*Exercise goal*. Duplicate the part of the items that opens with the very first line and closes with the line containing "335], [186, 339]]]", with both ends included.

(Stored data entries)
-- START --
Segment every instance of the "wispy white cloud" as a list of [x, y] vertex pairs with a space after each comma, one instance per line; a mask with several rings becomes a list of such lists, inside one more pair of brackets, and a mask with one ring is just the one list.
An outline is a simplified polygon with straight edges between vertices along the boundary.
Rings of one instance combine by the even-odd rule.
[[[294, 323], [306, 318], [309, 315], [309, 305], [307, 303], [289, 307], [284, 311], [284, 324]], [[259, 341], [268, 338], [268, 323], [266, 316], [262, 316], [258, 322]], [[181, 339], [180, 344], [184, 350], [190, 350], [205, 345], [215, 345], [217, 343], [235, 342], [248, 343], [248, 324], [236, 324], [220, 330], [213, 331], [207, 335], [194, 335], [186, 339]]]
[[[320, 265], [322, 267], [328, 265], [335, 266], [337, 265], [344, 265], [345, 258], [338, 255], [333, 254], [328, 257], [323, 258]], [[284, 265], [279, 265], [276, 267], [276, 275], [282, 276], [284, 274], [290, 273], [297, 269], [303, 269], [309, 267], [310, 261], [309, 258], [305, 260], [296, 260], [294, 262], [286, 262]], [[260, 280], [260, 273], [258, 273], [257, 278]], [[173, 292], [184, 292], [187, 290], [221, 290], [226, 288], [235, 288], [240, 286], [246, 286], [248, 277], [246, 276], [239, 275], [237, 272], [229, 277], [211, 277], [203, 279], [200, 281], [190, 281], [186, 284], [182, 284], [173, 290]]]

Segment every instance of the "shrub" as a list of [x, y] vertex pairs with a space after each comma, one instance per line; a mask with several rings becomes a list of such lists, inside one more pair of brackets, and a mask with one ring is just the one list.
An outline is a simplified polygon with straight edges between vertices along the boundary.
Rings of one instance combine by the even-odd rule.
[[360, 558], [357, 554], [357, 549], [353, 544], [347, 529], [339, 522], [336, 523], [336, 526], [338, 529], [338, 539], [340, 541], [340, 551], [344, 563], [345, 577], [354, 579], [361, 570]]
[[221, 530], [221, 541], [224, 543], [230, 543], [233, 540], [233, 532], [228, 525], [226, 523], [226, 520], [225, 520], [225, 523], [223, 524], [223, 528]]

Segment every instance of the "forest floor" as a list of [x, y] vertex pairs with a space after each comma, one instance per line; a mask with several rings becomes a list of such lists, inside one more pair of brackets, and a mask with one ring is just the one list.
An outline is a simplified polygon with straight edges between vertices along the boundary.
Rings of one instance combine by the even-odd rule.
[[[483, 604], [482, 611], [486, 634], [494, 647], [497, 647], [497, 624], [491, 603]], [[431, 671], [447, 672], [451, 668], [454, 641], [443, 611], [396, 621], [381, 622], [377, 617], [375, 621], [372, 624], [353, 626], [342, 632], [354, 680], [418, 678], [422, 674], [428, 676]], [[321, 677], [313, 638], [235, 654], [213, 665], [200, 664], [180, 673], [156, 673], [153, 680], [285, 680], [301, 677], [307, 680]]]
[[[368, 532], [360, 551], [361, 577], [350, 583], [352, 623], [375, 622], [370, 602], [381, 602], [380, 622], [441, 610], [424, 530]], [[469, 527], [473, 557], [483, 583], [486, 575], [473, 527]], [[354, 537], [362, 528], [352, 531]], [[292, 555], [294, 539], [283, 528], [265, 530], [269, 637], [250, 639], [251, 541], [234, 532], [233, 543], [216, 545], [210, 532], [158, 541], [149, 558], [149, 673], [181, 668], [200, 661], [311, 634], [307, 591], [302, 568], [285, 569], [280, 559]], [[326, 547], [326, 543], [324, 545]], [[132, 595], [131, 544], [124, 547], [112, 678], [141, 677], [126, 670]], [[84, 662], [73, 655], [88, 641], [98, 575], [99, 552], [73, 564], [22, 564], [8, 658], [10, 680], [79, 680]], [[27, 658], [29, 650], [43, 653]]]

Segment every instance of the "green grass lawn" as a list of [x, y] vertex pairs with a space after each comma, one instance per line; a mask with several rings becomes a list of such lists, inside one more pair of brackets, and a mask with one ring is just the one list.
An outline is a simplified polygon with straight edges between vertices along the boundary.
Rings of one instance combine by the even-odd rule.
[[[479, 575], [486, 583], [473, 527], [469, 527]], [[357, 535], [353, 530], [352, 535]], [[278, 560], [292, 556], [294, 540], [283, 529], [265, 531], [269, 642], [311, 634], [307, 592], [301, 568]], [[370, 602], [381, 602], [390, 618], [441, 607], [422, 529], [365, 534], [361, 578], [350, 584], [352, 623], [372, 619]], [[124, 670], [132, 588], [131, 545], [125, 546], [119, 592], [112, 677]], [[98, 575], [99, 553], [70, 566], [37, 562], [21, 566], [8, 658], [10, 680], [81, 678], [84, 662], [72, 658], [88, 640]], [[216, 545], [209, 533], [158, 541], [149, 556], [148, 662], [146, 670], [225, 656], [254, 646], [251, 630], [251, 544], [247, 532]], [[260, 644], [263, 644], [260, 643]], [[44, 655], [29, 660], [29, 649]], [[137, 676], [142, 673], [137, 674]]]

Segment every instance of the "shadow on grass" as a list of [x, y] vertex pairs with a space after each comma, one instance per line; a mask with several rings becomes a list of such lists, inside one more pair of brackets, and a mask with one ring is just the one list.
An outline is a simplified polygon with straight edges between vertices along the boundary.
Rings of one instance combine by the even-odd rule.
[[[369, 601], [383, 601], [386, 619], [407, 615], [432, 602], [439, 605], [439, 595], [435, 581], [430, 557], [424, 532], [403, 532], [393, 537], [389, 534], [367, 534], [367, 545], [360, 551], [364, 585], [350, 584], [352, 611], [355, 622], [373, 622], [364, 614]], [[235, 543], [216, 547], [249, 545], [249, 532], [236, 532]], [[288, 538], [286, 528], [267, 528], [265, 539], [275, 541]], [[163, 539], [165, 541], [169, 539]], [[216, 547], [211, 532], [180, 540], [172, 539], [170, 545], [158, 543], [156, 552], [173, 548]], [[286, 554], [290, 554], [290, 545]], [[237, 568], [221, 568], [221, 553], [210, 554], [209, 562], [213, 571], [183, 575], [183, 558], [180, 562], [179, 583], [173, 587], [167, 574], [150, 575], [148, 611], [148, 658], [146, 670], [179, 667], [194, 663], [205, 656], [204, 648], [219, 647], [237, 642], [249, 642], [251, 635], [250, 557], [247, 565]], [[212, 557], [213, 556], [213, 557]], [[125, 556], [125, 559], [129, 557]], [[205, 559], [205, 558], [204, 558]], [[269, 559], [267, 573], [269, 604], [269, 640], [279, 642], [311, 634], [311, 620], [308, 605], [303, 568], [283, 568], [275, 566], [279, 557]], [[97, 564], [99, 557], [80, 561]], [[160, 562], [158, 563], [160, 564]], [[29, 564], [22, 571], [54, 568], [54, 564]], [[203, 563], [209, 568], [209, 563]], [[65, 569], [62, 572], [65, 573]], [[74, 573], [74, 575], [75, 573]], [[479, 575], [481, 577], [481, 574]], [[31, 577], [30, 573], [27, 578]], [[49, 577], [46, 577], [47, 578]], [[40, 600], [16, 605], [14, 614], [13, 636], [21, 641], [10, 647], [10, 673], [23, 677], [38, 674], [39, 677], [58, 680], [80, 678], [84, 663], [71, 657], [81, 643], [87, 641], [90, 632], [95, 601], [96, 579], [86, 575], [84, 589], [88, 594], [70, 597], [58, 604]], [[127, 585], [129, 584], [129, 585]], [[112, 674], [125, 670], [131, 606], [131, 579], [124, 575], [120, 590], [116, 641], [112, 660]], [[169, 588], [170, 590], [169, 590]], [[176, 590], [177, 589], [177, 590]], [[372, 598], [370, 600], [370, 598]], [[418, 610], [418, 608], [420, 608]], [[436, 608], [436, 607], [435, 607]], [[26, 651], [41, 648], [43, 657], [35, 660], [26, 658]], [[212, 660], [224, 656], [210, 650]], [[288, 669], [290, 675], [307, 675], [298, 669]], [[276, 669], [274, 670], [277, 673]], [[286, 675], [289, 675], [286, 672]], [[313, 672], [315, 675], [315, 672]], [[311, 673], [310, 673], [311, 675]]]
-- END --
*Worked answer*.
Segment every instance of the "wispy white cloud" as a list of [x, y] vertex pairs with a space after each comma, one instance per line; a mask with several rings becomes a list of such lists, inside one more pair of brackets, and a mask with one ring is just the one list.
An outline is a simplified polygon with straight edges between vertices along the boundary.
Rings of one instance combine by the even-odd rule.
[[[294, 323], [306, 318], [309, 315], [309, 305], [307, 303], [289, 307], [284, 311], [284, 324]], [[259, 341], [268, 338], [268, 323], [266, 316], [262, 316], [258, 322]], [[181, 339], [180, 344], [184, 350], [190, 350], [205, 345], [215, 345], [217, 343], [235, 342], [248, 343], [248, 324], [236, 324], [220, 330], [213, 331], [207, 335], [194, 335], [186, 339]]]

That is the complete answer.